# Forum Home Renovation Television, Computers & Phones  How to wire extension phone line.

## Hiconic

Hi guys, 
just need a little help with wiring a RJ11/12 Krone socket for an extension line. From the first inlet point to PC/Modem/Phone, 15mtrs away. I'm currently using a crappy/cheap flat plug-in extension cord. 
I will use the Telstra filter/spliter at extension end point. Just need diagram or instruction on which pins to use at inlet. Also is cat5 cable better to use or should I just use telephone cable, I don't want to use flat cable, hence the cat5, but would this be excessive as I know I only need Blue/White twisted pair? Thanks in advance, 
Pete

----------


## Pulse

Do you have a krone highway media socket as the first TO? Check this:  http://www.telstra.com.au/smart-comm...ation_1108.pdf 
The cable needs to be approved, Cat5 is pretty cheap. The krone socket ( the new telstra standard after the 600 series) has 8 termination points for 2 pairs. Don't try to terminate more than one wire per terminal. You can get the krone stuff at elec wholesalers but you legally need to be a registered cabler to install. 
Good luck 
CHeers
Pulse

----------


## chrisp

> Check this:  http://www.telstra.com.au/smart-comm...ation_1108.pdf

  Yoo Hoo, Forum Librarian, where are you?  Is this one for inclusion in to the forum library collection?  (Shhh!!!)   :Smilie:

----------


## Hiconic

Thanks for the PDF link Pulse, a good read, very informative. Also a prime example of how to protect EVERY aspect of your product/service. The Telstra legal guys would have to be alcoholics to have to face this every day! Again thanks for the help I really know where I stand/sit now. If my seat ever broke I could print this PDF and sit on it!! 
Cheers 
Pete

----------


## BradH

HI. Not sure if you need help still, but here's my bit. For all RJ type plugs be it 11,12 or 45 it is always the middle two pins for phones (white/blue) ie for RJ11 (four pin) its 2 and 3. For RJ45 (8 pin) its 4 and 5. Cat 5 is suitable and better (better screening).  
Cheers

----------


## Tools

Just out of curiosity, what do you mean "better screening"? 
Tools

----------


## BradH

Sorry....screening is a techo term for isolation from interference.  Ie some voice and data cable will pick up noise/interference (50hz hum/crosstalk etc) if run too close to power cables or other data cables.  Normal phone cable usually has a foil or braid under the outer insulation for screening.  Cat 5 cable doesnt have a foil or braid screen but uses a different twist ratio on each coloured pair.  This effectively isolates each pair (and overall cable)  from interference (induced noise). 
Hope it helps 
Brad.

----------


## Eyebrow

I believe the term is "sheilding" and u can but cat5/6 that has each pair shielded.  
Sent from my GT-I9300T using Tapatalk 2

----------

▶ **To do**
A – Answer these questions from the extension-line thread:
(i) How far from the first inlet point is the extension end point?
(ii) According to Pulse, how many termination points does the Krone socket have?
(iii) According to BradH, which pins are used for phones on an RJ45 plug?
B – Print the part of the extension-line thread from the words "Just out of" up to and including the words "interference (induced noise).".
The data that comes after this point is separate material from the extension-line thread.

▶ **Data shown**
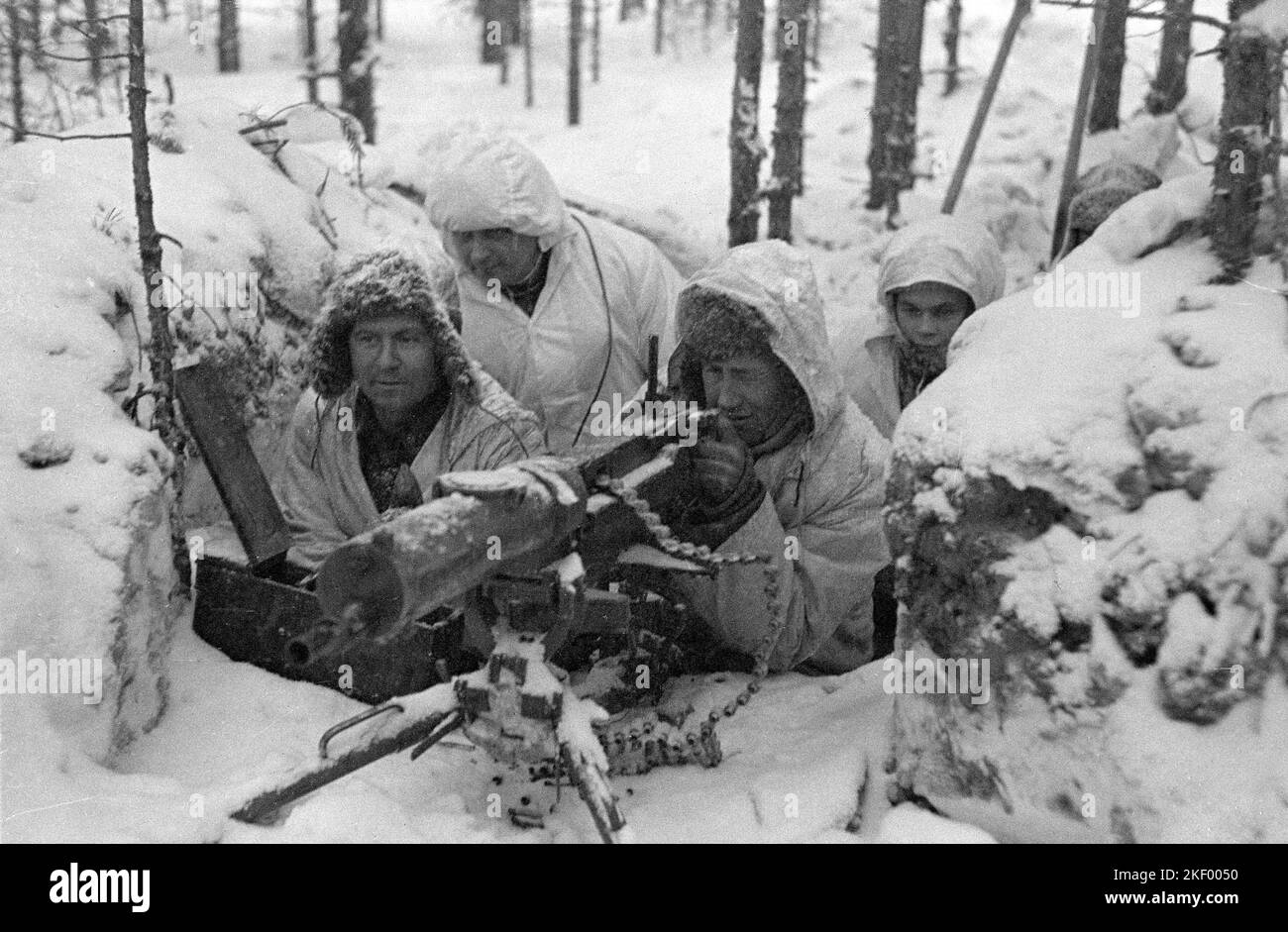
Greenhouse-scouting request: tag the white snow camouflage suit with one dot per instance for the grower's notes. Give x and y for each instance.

▶ **Outputs by task**
A –
(i) 15 meters.
(ii) 8 termination points, for 2 pairs.
(iii) Pins 4 and 5.

B –
Just out of curiosity, what do you mean "better screening"? 
Tools

----------


## BradH

Sorry....screening is a techo term for isolation from interference.  Ie some voice and data cable will pick up noise/interference (50hz hum/crosstalk etc) if run too close to power cables or other data cables.  Normal phone cable usually has a foil or braid under the outer insulation for screening.  Cat 5 cable doesnt have a foil or braid screen but uses a different twist ratio on each coloured pair.  This effectively isolates each pair (and overall cable)  from interference (induced noise).